(Items from a dataset)
====
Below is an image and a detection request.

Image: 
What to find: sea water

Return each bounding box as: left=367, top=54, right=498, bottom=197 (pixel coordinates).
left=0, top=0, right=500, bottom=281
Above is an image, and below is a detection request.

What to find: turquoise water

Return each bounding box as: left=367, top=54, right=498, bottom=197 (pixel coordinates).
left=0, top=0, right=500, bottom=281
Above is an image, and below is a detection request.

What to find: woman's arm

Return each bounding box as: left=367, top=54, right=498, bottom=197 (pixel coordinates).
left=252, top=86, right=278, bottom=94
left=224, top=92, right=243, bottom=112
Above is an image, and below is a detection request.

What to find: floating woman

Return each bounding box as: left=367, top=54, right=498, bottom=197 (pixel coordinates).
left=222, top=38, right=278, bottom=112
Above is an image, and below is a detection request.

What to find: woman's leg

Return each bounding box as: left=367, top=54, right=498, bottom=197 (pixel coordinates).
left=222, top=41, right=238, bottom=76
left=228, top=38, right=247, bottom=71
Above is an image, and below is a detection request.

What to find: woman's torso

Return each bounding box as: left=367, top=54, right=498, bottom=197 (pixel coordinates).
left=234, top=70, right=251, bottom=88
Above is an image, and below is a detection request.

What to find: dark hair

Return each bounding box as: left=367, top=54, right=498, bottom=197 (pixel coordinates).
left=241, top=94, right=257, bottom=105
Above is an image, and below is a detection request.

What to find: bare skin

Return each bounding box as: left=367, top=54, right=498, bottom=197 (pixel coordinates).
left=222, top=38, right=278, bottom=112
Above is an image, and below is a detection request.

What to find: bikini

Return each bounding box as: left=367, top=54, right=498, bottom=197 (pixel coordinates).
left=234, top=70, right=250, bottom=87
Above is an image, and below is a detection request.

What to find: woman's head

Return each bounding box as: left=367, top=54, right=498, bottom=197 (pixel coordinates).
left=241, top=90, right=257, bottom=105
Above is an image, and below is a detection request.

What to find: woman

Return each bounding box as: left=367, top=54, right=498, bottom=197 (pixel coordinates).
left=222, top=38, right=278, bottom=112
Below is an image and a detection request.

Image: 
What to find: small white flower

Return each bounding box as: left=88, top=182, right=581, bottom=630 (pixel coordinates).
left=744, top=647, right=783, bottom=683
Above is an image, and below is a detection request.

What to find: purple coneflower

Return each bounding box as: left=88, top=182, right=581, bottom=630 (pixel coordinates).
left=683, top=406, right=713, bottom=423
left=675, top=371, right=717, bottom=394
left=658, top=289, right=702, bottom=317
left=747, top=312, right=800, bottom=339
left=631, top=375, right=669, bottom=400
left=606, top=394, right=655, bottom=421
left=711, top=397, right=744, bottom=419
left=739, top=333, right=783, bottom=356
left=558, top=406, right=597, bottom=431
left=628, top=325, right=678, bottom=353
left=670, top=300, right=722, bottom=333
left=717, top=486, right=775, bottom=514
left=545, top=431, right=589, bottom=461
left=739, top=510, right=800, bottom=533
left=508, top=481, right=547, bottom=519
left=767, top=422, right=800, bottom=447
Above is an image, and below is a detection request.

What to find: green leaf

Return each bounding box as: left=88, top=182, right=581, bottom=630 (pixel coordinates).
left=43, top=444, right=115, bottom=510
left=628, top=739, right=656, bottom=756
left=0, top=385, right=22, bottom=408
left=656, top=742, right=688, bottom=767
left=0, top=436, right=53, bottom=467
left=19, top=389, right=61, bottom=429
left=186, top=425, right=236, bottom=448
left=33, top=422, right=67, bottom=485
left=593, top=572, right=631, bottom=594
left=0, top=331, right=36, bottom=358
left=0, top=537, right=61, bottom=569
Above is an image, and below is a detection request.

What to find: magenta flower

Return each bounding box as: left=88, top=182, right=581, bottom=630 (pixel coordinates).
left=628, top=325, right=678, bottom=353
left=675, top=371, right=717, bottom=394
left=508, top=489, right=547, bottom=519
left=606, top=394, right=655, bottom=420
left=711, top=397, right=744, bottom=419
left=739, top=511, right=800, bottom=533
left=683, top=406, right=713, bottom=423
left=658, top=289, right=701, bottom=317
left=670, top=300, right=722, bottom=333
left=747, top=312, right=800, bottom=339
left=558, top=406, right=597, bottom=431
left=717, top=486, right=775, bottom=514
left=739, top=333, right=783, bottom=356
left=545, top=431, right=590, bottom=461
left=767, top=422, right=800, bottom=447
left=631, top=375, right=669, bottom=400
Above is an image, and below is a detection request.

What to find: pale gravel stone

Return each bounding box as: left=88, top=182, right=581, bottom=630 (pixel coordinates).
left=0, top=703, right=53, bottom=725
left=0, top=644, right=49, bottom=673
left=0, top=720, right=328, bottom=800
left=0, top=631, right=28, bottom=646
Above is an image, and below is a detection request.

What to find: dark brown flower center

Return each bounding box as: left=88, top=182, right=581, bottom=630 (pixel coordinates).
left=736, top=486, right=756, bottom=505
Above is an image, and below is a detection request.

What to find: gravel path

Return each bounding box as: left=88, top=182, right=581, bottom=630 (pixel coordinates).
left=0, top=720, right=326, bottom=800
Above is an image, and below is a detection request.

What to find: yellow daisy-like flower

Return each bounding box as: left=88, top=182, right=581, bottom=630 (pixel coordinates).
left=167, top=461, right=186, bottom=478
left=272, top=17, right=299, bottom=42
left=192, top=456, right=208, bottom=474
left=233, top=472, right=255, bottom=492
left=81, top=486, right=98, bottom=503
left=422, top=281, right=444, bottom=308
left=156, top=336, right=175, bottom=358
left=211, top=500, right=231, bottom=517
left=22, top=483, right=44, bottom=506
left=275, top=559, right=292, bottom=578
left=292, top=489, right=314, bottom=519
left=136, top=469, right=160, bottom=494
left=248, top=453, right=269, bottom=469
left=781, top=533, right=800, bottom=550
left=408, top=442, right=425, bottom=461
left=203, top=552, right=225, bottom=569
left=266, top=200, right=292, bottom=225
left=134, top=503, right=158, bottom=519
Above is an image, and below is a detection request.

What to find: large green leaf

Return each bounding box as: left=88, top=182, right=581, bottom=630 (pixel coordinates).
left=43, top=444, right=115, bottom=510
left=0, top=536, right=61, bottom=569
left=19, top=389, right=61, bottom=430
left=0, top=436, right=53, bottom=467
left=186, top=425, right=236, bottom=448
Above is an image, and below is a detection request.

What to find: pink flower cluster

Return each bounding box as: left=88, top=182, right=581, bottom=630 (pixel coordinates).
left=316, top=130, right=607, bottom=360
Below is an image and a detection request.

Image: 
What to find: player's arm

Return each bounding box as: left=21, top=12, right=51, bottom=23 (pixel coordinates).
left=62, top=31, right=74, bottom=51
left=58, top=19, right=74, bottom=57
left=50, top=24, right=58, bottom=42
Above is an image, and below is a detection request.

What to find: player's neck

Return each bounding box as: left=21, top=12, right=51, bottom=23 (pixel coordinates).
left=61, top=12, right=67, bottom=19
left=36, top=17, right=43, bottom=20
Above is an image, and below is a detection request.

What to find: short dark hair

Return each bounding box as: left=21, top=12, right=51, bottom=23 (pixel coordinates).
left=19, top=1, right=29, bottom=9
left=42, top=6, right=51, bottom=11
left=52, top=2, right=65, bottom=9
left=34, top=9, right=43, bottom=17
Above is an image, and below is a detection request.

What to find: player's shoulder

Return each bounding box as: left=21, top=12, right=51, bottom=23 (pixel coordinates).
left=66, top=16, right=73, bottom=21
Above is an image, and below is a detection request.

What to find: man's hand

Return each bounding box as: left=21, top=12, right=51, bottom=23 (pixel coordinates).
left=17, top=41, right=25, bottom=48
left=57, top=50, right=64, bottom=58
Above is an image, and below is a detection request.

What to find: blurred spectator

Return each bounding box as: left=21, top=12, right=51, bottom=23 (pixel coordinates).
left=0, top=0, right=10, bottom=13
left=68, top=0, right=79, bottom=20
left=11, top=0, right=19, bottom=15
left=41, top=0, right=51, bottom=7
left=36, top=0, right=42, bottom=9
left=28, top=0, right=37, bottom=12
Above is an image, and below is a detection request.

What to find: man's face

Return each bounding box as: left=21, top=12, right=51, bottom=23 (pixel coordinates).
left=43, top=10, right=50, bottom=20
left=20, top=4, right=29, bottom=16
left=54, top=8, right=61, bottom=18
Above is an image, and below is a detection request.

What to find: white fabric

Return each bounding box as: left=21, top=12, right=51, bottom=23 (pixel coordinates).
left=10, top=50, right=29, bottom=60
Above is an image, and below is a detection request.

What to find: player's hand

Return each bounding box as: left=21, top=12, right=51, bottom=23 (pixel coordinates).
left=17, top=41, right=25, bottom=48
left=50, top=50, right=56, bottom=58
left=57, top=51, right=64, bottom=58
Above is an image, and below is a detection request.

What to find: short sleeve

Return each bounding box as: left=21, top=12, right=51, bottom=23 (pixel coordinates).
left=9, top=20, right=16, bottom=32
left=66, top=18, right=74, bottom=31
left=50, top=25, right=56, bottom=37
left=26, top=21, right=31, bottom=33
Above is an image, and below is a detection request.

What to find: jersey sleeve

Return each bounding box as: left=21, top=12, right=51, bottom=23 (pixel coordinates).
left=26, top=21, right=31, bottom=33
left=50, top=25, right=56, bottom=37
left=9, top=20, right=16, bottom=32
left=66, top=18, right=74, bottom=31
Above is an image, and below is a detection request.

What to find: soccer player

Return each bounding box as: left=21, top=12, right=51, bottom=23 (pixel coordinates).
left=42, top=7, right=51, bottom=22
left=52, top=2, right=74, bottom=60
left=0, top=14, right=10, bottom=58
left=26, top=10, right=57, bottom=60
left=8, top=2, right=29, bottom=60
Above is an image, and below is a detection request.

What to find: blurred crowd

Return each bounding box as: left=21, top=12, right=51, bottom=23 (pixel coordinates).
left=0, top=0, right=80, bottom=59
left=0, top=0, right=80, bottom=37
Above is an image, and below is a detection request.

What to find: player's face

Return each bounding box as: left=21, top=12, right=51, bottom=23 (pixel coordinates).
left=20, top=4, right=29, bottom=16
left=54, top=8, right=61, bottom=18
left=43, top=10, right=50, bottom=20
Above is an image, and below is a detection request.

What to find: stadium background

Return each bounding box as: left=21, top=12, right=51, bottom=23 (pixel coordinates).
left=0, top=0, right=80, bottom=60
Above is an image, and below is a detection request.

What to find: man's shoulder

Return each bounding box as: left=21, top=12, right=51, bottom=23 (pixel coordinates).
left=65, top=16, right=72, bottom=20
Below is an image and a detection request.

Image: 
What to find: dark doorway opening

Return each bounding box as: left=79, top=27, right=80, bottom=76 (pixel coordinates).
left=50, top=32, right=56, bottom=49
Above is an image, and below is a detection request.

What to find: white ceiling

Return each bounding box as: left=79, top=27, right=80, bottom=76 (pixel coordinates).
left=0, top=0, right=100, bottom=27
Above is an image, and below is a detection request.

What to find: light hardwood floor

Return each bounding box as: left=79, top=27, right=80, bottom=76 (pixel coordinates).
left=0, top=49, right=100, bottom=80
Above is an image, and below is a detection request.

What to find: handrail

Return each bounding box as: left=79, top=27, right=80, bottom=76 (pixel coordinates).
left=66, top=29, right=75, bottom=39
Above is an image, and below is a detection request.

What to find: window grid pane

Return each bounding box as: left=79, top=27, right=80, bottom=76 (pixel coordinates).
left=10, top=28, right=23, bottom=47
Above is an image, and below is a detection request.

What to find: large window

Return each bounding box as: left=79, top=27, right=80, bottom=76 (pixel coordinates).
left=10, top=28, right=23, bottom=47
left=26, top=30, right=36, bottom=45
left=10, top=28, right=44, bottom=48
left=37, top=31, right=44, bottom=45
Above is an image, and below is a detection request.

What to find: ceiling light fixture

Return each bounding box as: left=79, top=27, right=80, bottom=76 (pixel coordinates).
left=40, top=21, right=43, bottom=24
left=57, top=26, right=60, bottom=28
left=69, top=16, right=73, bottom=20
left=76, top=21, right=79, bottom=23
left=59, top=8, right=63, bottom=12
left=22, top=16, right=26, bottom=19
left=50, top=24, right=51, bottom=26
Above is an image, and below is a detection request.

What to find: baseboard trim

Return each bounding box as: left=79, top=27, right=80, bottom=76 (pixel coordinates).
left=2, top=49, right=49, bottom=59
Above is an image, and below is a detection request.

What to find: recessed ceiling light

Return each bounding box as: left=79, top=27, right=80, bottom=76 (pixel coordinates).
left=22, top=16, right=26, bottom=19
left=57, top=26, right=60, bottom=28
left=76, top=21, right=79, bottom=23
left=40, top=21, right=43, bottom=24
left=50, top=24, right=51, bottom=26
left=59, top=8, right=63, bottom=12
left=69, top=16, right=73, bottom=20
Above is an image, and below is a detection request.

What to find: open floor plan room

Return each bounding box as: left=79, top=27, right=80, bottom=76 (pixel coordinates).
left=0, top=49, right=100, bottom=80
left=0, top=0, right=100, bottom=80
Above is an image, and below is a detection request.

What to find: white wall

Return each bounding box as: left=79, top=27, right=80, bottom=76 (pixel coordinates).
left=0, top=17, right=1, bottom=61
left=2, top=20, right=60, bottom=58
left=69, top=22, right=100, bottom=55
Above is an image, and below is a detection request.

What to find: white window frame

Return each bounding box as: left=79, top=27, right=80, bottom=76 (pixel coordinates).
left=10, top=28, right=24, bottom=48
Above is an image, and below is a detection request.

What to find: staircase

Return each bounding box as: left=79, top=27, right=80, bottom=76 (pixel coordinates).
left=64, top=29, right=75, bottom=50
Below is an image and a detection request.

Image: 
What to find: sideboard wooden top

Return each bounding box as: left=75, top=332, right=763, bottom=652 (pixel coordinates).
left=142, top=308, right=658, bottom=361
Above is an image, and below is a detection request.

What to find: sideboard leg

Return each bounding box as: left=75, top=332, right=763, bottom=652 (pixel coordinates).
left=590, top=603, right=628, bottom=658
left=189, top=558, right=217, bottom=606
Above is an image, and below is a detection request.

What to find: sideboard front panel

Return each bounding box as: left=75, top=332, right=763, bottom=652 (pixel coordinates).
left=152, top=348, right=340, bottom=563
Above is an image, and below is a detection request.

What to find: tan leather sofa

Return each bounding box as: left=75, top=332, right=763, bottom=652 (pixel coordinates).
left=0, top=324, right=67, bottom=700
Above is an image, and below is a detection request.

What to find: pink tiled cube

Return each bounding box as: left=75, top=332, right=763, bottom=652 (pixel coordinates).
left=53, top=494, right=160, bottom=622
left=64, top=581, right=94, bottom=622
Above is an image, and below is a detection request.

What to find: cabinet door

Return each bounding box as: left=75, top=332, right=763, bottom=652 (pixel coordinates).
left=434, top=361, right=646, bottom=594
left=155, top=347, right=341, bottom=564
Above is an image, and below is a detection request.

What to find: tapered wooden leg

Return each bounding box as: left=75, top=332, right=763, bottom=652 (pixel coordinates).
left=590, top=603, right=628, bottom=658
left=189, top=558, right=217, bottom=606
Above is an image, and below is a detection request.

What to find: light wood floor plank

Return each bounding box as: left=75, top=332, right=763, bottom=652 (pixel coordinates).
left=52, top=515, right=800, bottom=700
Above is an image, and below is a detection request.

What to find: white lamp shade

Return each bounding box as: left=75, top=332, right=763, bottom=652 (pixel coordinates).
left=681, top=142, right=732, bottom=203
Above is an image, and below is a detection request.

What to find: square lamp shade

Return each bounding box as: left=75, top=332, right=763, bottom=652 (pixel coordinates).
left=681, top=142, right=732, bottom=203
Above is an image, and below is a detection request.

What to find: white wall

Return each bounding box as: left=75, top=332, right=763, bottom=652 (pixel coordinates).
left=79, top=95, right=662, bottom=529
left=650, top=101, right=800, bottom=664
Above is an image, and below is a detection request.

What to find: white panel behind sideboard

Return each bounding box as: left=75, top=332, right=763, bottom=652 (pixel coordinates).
====
### Exercise aim
Find every line in the records above that contains the word "short" and copy each of those lines.

### Answer to the exercise
What to find: short dark hair
What to find: short sleeve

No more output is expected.